=== Document ===

Logistic regression model

Logistic regression is one of the popular multivariate statistical analysis models which can be used to establish a multivariate regression relationship between dependent and independent variables [34]. Among other statistical methods, logistic regression model has been proven one of the most reliable approaches for landslide susceptibility mapping and determining the most landslide influencing factors [16, 28, 35,36,37,38,39]. This model is advantageous as it does not require normal distribution and it uses continuous or discrete variables. The difficulty of using the logistic regression model lies on sample size selection of dependent and independent variables for landslide susceptibility analysis. There are three ways of sampling landslide and non-landslide points [40]. The first way is using all data from all the study areas. However, this leads to an uneven proportion of non-landslide and landslide pixels which incorporate a large volume of data in the analysis [41, 42]. Using all landslide pixels with equal non-landslide pixels is the second method which also results in a less reliable output, but it can reduce sample size and sampling bias. The third method uses an unequal proportion of landslide and non-landslide pixels [1, 43]. In the present work, the landslides of the study area were classified into training landslides (78% with 699 landslides) and as testing landslides (22% with 194 landslides). This method requires SPSS or R software to calculate the coefficient of each factor map. It can be expressed mathematically [37, 44] as:

$$P = \frac{1}{{1 + e^{ - z} }}$$
(2)

where P is the probability of landslide occurrence that varies from zero to one. Z is the linear combination of the predictors and varies from − 1 < z < 0 for higher odds of non-landslide occurrence to 0 < z < 1 for odds of higher landslide occurrence. Z can be defined as:

$$Z = \beta_{0} + \beta_{1} X_{1} + \beta_{2} X_{2} + \beta_{3} X_{3} \ldots \beta_{n} X_{n} BnXn$$
(3)

where \(x_{1} , \, x_{2} , \, x_{3} \ldots x_{n}\) are independent variables, Bo is the intercept of the slope of logistic regression analysis, and \(\beta_{1} , \, \beta_{2} , \, \beta_{3} \ldots \beta_{n}\) are the coefficients of the logistic regression analysis.

===

### Instructions to follow
Could you reproduce the logistic regression text word for word from "where P is the" up to and including "logistic regression analysis."?

=== Provided material ===

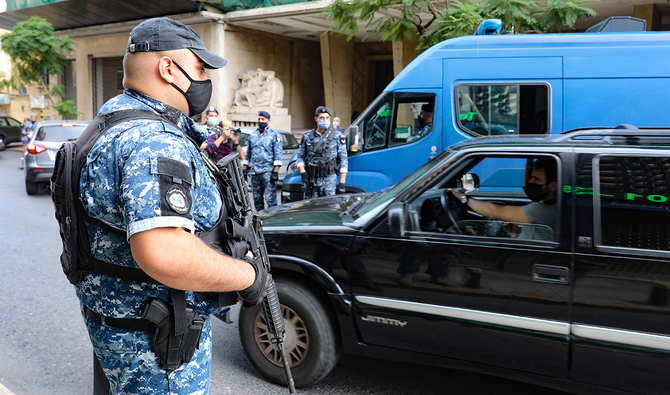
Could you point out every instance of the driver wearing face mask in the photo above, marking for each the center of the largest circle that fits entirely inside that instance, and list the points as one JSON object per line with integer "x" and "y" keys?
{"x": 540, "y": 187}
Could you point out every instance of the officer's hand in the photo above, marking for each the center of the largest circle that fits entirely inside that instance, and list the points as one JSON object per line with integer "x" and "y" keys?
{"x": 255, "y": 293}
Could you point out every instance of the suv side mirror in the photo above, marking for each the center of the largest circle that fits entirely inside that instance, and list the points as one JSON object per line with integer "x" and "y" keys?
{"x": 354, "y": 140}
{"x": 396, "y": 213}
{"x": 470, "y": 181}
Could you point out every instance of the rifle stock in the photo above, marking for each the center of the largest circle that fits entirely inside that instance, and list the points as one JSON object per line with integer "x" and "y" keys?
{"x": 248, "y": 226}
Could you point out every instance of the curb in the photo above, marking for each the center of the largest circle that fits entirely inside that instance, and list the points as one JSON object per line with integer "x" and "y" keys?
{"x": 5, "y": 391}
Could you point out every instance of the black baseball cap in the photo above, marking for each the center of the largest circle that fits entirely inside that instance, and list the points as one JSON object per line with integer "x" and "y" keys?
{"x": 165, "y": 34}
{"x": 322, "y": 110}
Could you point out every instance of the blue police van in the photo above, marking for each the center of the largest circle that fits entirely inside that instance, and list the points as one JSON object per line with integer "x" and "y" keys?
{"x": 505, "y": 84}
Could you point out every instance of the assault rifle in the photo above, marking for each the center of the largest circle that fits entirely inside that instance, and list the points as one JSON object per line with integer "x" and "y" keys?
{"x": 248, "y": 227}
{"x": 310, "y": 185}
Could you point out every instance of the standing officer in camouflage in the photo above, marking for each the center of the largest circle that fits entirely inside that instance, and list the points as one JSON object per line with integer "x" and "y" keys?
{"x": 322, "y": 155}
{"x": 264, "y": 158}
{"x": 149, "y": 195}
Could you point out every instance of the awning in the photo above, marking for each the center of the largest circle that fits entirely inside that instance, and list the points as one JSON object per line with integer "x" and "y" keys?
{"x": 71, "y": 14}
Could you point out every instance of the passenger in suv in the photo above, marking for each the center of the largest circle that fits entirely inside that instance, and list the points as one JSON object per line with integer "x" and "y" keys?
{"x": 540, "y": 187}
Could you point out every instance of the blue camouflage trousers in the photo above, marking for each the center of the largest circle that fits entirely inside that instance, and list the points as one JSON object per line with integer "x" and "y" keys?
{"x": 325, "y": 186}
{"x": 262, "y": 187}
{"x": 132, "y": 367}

===

### Exercise answer
where P is the probability of landslide occurrence that varies from zero to one. Z is the linear combination of the predictors and varies from − 1 < z < 0 for higher odds of non-landslide occurrence to 0 < z < 1 for odds of higher landslide occurrence. Z can be defined as:

$$Z = \beta_{0} + \beta_{1} X_{1} + \beta_{2} X_{2} + \beta_{3} X_{3} \ldots \beta_{n} X_{n} BnXn$$
(3)

where \(x_{1} , \, x_{2} , \, x_{3} \ldots x_{n}\) are independent variables, Bo is the intercept of the slope of logistic regression analysis, and \(\beta_{1} , \, \beta_{2} , \, \beta_{3} \ldots \beta_{n}\) are the coefficients of the logistic regression analysis.